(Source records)
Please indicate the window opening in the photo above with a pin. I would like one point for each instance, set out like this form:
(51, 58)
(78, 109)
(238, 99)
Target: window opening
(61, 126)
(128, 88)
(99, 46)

◆ Activity
From the first line to the last, please write out the entries exactly.

◆ Response below
Please indicate the window opening in the photo above with a pin. I would like one point for each instance, set out like this form:
(51, 58)
(78, 109)
(238, 99)
Target: window opening
(61, 126)
(128, 88)
(99, 46)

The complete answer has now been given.